◆ How to complete this task ◆
In the article on smart building controls, what share of new UK projects does the author estimate are adopting the KNX standard?

═════ Excerpted text

It’s time to get smart

By Steve Payne, KNX Sales Manager for Timeguard Ltd

There were some amazing new ideas at the Light+Build show in Frankfurt in April.  It’s great to see so many new controls and ideas coming onto the marketplace, but all too often they are either ignored in the UK or have been installed as little more than a direct replacement for what was there before.  It’s time for a paradigm change and, at last, I am truly optimistic about the direction the UK is taking. I think we are going to see big changes in our approach to building services over the next few years so you need to take care that you are not left behind.

I’ve worked with some real forward thinkers in the years that I have been charged with bringing to the UK market Theben’s thinking on open protocols like Opentherm for boiler control and KNX for smart buildings. I’ve seen brilliant integrators creating amazing schemes that are catapulting the buildings they work on into the 21st century and I’ve seen more and more manufacturers signing up the open system ideals to give these integrators more choice. The spirit of collaboration in which we all work is genuine and it is an enjoyable environment to work within – which is why more companies are joining KNX.

So what’s next? 

There is going to be a long tail as proprietary control systems that have been installed come to the end of their useful lifecycle. Increasingly there are gateways between these and the emerging de facto standard that is KNX, but my own feeling is that they will eventually be displaced by KNX and the shape of our industry will change.

It’s a big challenge for the businesses whose revenue model is based on selling repeat licensing for proprietary technology and maintenance revenues but I have no doubt that the systems integration sector will find its way.  If that means the emergence of more of the type of smaller, dynamic firms and informal associations of independent installers that I’ve come across, then the UK is onto a winner.

On top of that, the next generation of apprentice electricians are coming through the ranks with a whole new mindset that will help to drive us forwards and help to create buildings that are not only more comfortable and practical, but are truly energy efficient.

So it seems that we’ve won the heart and minds of many controls manufacturers and System Integrators. Now let’s make sure that specifiers realise that the industry is ready.  I still estimate that no more than 10% of new projects in the UK are adopting the KNX standard, which is remarkable because, as I see it, all the barriers to adoption have been removed.

Change your way of thinking

Consultants need to change their specifications to include KNX, but doing this effectively will mean breaking down the Chinese Wall between lighting controls and HVAC control specifiers. Quite simply, they need to get together and not work separately.

══════════
═════ Data provided

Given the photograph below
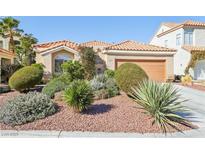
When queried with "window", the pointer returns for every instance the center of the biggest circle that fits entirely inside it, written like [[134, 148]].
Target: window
[[1, 44], [188, 37], [60, 59], [178, 39], [165, 43]]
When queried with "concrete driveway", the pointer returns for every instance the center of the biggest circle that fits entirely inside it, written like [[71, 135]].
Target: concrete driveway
[[196, 104]]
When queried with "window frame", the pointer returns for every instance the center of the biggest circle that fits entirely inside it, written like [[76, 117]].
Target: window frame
[[178, 39], [190, 40]]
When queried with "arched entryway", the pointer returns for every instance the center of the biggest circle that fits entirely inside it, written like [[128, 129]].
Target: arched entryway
[[199, 70], [59, 59]]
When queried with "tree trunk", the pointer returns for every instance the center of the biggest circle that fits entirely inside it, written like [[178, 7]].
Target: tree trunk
[[11, 42]]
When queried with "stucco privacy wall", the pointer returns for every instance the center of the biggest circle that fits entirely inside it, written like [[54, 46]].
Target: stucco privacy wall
[[110, 61], [47, 59], [198, 38]]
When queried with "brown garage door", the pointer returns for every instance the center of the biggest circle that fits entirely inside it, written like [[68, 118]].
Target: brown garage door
[[155, 69]]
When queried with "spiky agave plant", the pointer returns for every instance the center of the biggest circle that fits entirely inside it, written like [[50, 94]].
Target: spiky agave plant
[[162, 102]]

══════════

◆ Worked solution ◆
No more than 10%.